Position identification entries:
------

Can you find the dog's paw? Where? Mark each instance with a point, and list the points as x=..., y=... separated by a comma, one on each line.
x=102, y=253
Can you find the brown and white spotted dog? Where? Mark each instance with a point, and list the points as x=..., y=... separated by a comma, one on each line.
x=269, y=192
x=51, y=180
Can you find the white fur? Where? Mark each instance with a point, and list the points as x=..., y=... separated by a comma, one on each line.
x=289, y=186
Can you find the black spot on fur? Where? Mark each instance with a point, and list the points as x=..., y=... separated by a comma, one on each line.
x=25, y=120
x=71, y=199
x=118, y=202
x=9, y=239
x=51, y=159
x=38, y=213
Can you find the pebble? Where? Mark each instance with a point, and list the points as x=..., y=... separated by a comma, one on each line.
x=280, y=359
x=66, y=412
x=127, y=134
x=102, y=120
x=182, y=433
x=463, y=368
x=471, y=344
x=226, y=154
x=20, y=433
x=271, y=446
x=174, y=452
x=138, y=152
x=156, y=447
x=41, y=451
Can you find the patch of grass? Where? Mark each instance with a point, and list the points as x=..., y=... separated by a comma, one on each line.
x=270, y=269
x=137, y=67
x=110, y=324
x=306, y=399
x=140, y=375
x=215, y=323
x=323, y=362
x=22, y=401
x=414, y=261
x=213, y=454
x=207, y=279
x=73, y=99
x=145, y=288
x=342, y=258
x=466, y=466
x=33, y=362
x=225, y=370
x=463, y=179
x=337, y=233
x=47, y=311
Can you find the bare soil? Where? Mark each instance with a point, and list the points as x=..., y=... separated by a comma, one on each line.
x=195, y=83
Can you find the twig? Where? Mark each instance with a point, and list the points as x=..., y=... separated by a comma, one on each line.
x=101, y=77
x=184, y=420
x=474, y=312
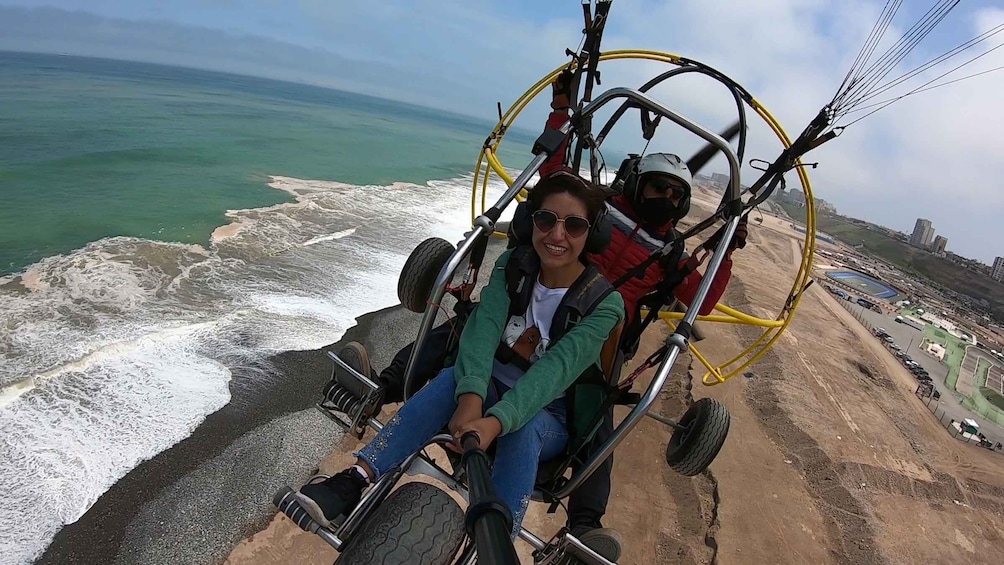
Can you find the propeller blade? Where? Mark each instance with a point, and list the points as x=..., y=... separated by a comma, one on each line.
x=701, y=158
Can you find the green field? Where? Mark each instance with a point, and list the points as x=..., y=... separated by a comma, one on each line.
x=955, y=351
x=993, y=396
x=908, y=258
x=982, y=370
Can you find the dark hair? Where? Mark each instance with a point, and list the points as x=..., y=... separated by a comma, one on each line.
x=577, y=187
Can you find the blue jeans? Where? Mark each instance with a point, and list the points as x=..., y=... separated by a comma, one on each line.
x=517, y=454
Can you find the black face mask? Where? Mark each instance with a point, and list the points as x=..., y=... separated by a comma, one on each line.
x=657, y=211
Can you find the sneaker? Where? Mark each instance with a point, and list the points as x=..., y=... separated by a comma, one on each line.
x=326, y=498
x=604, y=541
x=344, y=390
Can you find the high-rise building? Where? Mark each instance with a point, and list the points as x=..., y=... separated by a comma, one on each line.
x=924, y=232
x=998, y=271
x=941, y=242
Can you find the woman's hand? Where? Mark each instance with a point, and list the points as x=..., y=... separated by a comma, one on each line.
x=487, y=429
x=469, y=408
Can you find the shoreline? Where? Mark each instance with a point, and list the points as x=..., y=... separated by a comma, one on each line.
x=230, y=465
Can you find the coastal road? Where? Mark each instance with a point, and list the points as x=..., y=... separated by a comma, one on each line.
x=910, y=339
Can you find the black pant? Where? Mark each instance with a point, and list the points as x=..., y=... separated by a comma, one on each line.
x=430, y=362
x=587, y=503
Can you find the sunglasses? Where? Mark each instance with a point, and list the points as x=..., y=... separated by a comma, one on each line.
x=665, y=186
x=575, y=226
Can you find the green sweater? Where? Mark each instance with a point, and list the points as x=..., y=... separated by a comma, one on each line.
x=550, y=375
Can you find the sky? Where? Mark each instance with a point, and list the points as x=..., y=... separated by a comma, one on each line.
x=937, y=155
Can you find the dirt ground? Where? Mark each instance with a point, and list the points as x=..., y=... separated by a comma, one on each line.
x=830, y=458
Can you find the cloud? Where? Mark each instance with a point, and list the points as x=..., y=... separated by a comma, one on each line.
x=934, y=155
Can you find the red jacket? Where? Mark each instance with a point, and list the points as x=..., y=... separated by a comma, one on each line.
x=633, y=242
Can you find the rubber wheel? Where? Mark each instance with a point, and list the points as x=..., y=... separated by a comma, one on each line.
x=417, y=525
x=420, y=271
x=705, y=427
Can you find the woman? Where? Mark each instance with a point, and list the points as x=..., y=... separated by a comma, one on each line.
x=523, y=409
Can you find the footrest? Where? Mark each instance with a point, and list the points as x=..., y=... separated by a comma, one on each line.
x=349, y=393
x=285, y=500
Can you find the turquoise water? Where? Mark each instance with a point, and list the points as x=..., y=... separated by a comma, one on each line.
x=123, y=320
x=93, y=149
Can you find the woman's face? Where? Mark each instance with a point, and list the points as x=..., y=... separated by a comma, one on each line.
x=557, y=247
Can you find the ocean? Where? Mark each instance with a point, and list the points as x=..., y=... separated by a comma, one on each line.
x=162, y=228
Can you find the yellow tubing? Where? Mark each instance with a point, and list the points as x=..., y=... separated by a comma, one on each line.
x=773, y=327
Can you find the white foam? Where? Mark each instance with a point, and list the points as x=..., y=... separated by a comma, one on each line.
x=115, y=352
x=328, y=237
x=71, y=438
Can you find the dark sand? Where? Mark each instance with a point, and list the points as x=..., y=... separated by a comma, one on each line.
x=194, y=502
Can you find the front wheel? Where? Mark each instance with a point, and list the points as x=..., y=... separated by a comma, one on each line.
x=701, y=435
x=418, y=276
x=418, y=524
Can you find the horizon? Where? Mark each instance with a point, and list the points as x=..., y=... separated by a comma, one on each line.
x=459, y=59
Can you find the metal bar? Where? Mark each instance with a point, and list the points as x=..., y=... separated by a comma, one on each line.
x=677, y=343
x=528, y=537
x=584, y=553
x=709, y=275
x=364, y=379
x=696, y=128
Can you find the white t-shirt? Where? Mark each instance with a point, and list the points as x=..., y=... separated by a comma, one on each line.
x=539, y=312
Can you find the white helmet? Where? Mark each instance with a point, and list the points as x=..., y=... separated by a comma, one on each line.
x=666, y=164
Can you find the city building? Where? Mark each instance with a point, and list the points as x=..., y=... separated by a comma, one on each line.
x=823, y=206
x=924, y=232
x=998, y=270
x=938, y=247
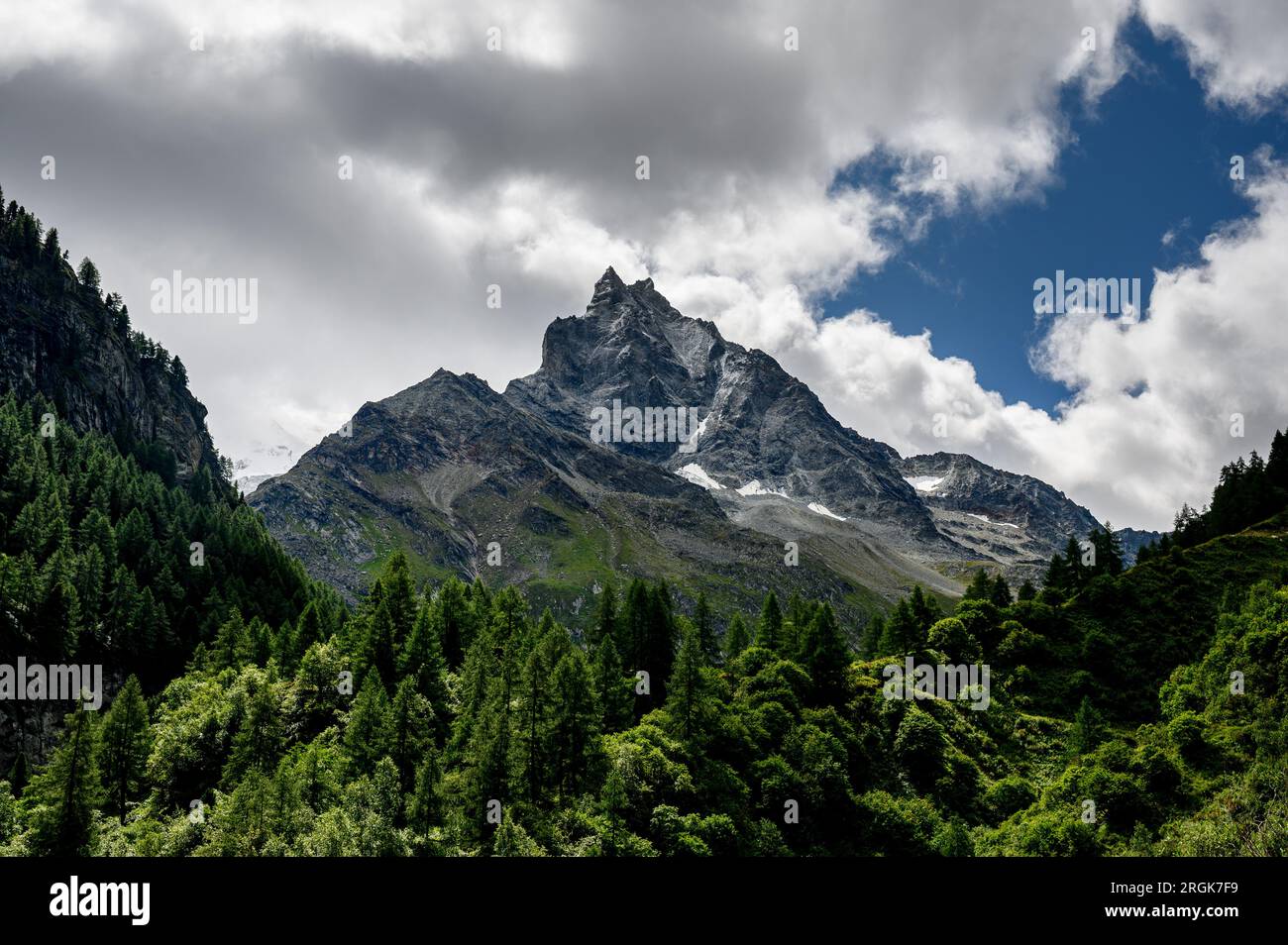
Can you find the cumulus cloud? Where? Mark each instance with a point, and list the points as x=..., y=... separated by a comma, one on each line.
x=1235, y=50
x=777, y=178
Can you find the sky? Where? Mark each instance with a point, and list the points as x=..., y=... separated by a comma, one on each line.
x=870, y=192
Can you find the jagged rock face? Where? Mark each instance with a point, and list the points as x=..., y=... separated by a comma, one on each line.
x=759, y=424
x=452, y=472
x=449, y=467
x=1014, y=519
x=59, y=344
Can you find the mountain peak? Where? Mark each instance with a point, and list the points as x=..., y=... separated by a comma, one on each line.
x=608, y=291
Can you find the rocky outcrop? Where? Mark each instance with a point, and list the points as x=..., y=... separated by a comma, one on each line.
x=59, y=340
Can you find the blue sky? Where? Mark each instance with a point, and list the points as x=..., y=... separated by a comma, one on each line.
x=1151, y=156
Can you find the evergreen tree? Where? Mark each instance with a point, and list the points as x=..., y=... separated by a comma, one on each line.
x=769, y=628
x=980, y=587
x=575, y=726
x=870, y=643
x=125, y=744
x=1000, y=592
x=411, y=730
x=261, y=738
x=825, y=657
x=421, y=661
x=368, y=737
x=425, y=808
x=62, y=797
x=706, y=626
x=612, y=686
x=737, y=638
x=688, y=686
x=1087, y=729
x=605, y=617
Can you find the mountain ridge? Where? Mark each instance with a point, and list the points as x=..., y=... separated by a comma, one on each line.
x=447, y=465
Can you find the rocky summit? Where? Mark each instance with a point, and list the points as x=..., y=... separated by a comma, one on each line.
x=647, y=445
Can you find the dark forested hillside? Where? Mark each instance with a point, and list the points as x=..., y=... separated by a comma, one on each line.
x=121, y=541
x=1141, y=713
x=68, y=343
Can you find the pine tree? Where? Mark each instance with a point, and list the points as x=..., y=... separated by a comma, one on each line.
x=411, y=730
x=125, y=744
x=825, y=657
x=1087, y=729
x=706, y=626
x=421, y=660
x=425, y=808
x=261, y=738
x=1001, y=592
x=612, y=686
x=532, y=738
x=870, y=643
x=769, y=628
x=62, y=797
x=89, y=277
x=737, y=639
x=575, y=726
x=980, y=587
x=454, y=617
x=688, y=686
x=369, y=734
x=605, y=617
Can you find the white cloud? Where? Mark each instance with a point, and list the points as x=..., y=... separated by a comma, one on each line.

------

Instructions for the task:
Print the entries above verbatim, beginning at the line that contains "Can you find the ocean?" and stopping after the line that contains "x=696, y=128".

The completed task:
Can you find the ocean? Where? Mark each instance with a point, and list the points as x=..., y=... separated by a comma, one on each line.
x=162, y=228
Can you find the yellow tubing? Where? Mark each instance with a point, and list the points as x=..., y=... separated by a comma, one on each line.
x=773, y=327
Can you find the white foam? Where? Mark each instance with a point, and list the points as x=..., y=... separated by a comma, one on each line.
x=115, y=352
x=328, y=237
x=71, y=438
Can you find the dark sand? Where? Mark each instance with a point, and list the points as x=..., y=... separated by a comma, one on each line.
x=194, y=502
Can you find the front wheel? Where? Mark each instance with a point, and list the points as x=..., y=... separated by a comma, one on each line.
x=701, y=435
x=418, y=276
x=418, y=524
Can you find the horizon? Where? Mark each instance with a point, and list the points as x=..., y=... separated by a comma, one on each line.
x=459, y=59
Can you find the metal bar? Where? Mark each instance with a point, and list the points as x=..., y=... separated by a comma, one on each line.
x=677, y=343
x=528, y=537
x=584, y=553
x=709, y=275
x=364, y=379
x=696, y=128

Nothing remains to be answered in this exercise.